● **Task description**: Give back each entry word for word, but drop the images.

● **Material for this exercise**:
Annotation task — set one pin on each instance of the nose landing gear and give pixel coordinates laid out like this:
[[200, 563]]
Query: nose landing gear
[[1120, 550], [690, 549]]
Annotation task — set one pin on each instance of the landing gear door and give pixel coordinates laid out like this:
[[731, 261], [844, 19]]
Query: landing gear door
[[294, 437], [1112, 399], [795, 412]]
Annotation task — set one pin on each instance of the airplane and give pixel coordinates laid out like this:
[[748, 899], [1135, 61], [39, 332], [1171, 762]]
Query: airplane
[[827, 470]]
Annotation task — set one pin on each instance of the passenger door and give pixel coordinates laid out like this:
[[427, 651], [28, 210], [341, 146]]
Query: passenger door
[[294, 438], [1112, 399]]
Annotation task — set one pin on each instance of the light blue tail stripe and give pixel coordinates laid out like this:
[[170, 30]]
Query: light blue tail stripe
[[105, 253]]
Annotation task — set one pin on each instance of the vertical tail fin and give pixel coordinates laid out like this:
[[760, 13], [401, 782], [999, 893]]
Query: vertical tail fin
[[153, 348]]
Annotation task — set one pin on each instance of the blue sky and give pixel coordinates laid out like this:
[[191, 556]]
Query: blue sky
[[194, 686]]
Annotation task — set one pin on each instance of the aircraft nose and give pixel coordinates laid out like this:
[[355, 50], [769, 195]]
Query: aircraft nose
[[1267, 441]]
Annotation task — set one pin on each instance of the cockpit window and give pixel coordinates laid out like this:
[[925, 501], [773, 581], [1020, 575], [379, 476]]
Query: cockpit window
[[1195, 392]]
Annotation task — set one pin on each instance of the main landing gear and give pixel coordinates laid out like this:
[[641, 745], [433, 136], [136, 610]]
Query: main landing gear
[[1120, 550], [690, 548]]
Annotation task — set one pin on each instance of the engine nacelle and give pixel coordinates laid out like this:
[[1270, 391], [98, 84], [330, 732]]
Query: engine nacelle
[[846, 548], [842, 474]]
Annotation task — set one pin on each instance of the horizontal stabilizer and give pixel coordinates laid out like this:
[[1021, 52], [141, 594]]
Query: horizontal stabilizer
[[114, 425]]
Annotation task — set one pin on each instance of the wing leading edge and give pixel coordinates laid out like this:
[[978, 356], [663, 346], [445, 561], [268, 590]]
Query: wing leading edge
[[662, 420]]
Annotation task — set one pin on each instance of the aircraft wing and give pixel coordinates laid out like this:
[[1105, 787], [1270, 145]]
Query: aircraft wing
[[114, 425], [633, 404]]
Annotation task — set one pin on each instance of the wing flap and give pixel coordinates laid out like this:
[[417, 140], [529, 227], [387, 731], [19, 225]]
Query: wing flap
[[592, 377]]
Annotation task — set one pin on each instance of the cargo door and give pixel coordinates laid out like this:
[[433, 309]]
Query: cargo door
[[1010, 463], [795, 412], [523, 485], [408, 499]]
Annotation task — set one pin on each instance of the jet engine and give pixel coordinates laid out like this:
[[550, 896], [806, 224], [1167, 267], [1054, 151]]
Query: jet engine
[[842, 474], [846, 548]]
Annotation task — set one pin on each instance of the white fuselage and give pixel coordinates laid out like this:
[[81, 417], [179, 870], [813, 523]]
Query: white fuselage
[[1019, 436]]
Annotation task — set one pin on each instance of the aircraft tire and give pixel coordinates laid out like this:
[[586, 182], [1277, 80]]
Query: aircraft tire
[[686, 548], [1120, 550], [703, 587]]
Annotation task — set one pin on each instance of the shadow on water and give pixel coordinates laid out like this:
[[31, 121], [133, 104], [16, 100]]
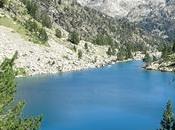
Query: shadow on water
[[118, 97]]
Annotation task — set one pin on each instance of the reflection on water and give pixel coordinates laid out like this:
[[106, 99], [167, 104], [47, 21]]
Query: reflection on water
[[120, 97]]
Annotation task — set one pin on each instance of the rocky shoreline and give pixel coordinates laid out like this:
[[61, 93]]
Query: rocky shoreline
[[163, 67]]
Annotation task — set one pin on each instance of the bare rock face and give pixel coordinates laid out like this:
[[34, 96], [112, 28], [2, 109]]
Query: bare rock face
[[118, 7], [156, 17]]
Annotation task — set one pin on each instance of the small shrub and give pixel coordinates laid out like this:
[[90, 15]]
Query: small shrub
[[58, 33], [43, 35], [80, 54], [46, 20], [103, 40], [2, 3], [86, 46], [74, 37], [111, 51], [38, 31], [75, 49]]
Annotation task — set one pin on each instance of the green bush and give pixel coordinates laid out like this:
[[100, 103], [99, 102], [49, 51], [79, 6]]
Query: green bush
[[58, 33], [103, 40], [2, 3], [32, 7], [111, 51], [46, 20], [86, 46], [42, 35], [74, 37]]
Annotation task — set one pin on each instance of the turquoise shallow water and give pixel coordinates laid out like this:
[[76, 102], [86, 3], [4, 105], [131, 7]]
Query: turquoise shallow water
[[121, 97]]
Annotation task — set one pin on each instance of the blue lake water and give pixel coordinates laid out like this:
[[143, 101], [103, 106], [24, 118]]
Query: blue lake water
[[121, 97]]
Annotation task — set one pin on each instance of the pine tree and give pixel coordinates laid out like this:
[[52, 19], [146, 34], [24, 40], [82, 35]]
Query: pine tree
[[167, 122], [10, 118], [173, 48]]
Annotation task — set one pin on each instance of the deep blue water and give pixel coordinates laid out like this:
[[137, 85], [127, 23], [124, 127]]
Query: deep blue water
[[121, 97]]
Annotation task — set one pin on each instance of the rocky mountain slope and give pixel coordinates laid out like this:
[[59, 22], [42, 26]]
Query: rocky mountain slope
[[90, 23], [156, 17], [118, 7]]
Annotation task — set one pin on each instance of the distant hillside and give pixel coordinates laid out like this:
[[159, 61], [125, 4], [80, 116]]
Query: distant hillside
[[90, 23]]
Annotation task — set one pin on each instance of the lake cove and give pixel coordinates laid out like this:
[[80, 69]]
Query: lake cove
[[123, 96]]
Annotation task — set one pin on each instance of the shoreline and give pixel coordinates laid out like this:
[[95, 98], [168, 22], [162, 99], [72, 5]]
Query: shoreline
[[79, 69]]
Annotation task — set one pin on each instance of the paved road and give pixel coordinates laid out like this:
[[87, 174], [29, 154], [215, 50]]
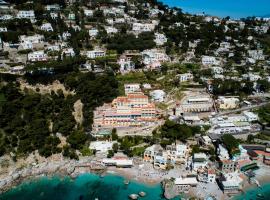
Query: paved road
[[242, 109]]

● **Answer space**:
Annotation task — set one pin on each instance of the nose landing gear and give pixel coordinates laid out like this:
[[200, 563]]
Query: nose landing gear
[[1120, 550], [690, 549]]
Annotation task — set one pin on each instance of the landing gear door and give pixel coordinates laid out like this:
[[731, 261], [844, 19]]
Query: landing gear door
[[294, 437], [1112, 399], [795, 412]]
Annotation task — set one pin on each instance of the airplane and give pixel coordinates laid out like this:
[[748, 899], [1135, 61], [39, 332], [1171, 762]]
Query: airplane
[[827, 470]]
Annotation task — set one pin on each instance of the passenger door and give pixel coordinates laid out like this:
[[427, 651], [28, 210], [341, 146]]
Query: passenger door
[[294, 438], [1112, 399]]
Annotation task — set one pin on each instance of the light blue tail stripe and give pixel coordinates laid out like this:
[[170, 30]]
Query: light blue tail stripe
[[105, 253]]
Annotation task — set one pin on each instance of the vertical tail fin and give pixel coordinates laid out like this:
[[760, 13], [401, 782], [999, 893]]
Query: vertical tail fin
[[153, 348]]
Annotation task — set one pin on each instance of the blue sky and give pixel coordinates laid out like this:
[[191, 556]]
Query: blue sky
[[194, 686]]
Annotation task — set one pin on each instance of the aircraft nose and give pixel coordinates laid out like this:
[[355, 50], [769, 195]]
Query: aircraft nose
[[1267, 441]]
Annotation task — set one pin on each instance of the cockpit window and give pixel coordinates laid out like this:
[[925, 501], [773, 581], [1020, 575], [379, 476]]
Query: cockpit window
[[1195, 392]]
Annotation task — set one pin on each instance of the main landing gear and give pixel coordinates laid out like this:
[[641, 745], [433, 136], [136, 610]]
Query: main landing gear
[[1120, 550], [690, 548]]
Annotation task — set one pin on each instance of the engine nacelle and give pixel coordinates laid out like this:
[[1270, 391], [98, 84], [330, 732]]
Query: engine nacelle
[[846, 548], [842, 474]]
Annotation task — set one pin on each instance of the horizontal stabilizer and give pixel coordinates laid out like this:
[[1021, 52], [141, 594]]
Query: horizontal stabilizer
[[114, 425]]
Annotation task — set one pin on each instance of the wing leading edge and give pixel coordinates laid out like this:
[[978, 356], [663, 346], [445, 561], [268, 590]]
Query: wing leading edge
[[662, 420]]
Annotation task — set one pin on each instance of the aircraft wing and give pixel coordinates laid out like this:
[[1105, 787], [1270, 145]]
Query: aircraft wing
[[114, 425], [633, 404]]
Annotation task — set one pin on each instance of the wing flap and give pixel coordinates laid out like this:
[[417, 140], [529, 227], [387, 731], [19, 225]]
Query: wing flap
[[592, 377]]
Annotation task — set one pin on each instance of the cargo door and give pixel coordinates laid out like this:
[[433, 309]]
Query: cargo door
[[1010, 463], [795, 412], [523, 485], [408, 499]]
Annotation task — set one pin on each instance of the jet engine and give pixel coordinates laid out like this:
[[550, 896], [806, 224], [1167, 267], [1054, 151]]
Query: jet engine
[[842, 474], [846, 548]]
Annotation task — set one pin on each instance of the white fuselage and give pixel coordinates laid out like this:
[[81, 417], [179, 870], [813, 523]]
Query: white fuselage
[[1019, 436]]
Annotation task — set one pin on each instance of the aircraft tire and give pixel coordinates laid out like this:
[[586, 182], [1277, 80]]
Query: aircraft tire
[[686, 548], [1120, 550], [703, 587]]
Annotation task — set one pin on each instance of the shadow on water and give pixel coordinates laid out like this:
[[31, 121], [133, 104], [16, 100]]
Query: shadow on water
[[118, 97]]
Annotation task — set one pin on each instance of the reflection on water and give pixel coordinates laid out like this:
[[106, 99], [167, 104], [47, 21]]
Query: reflection on water
[[120, 97]]
Annotation task — set one pin on each instance of the rocky shoreline and give pixel coordinates laid out like this:
[[61, 93]]
Query: rocky shoreline
[[163, 67]]
Annotation task — set one pin on each instance of the bare rock face and give pixel coordinates laid out like this:
[[34, 96], [112, 28], [2, 109]]
Query: bare rock face
[[118, 7], [156, 17]]
Annotation task — set one pin on each instance of the small shrub and give pixel coordinates laid out like this:
[[90, 15]]
Query: small shrub
[[58, 33], [43, 35], [80, 54], [46, 20], [103, 40], [2, 3], [86, 46], [74, 37], [111, 51], [38, 31], [75, 49]]
Annotation task — set one pin on each instance of the green bush and give pixel coordinates laid out like this:
[[100, 103], [99, 102], [49, 51], [79, 6]]
Query: green bush
[[58, 33], [103, 40], [2, 3], [32, 7], [111, 51], [46, 20], [86, 46], [42, 35], [74, 37]]
Annotation task — set one pin on each instance of the turquoise shallow water and give pixel coordinates laid out like this:
[[76, 102], [86, 3], [4, 105], [131, 7]]
Query: turquoise shallow water
[[121, 97]]
Annotation task — set one pin on each instance of the blue lake water and give pixel coordinates laid out like this:
[[143, 101], [103, 106], [24, 118]]
Query: blue lake water
[[121, 97]]
Annotation task — set one pin on each instance of the pine tree and give pixel coordinates laid out like this:
[[52, 19], [146, 34], [24, 40], [82, 35]]
Query: pine tree
[[167, 122], [10, 118], [173, 48]]
Annotation task — set one pin on each instance of the deep blue water and give pixel coordinates laid out like this:
[[137, 85], [127, 23], [124, 127]]
Query: deep blue water
[[121, 97]]
Annotation task — set one pin on each instance of the rocky mountain slope and give pixel coordinates laid out like this:
[[59, 22], [42, 26]]
Query: rocky mountain slope
[[90, 23], [156, 17], [118, 7]]
Annotation task — set one pin on each instance of the distant hillside and give pixel coordinates laid out like this:
[[159, 61], [125, 4], [80, 116]]
Query: distant hillside
[[90, 23]]
Annotation task — set one pin on each instance of the lake cove and give pixel coordinates laid out like this:
[[80, 69]]
Query: lake cove
[[123, 96]]
Annotation task — set one pin on each instance of the shoreline and give pixel coordinates laid out like this:
[[95, 98], [168, 22], [162, 99], [72, 5]]
Query: shoreline
[[79, 69]]
Annotation task — set one pin on each instance of the paved road and give pixel coordinates laid out like this:
[[87, 174], [29, 154], [215, 50]]
Query: paved road
[[242, 109]]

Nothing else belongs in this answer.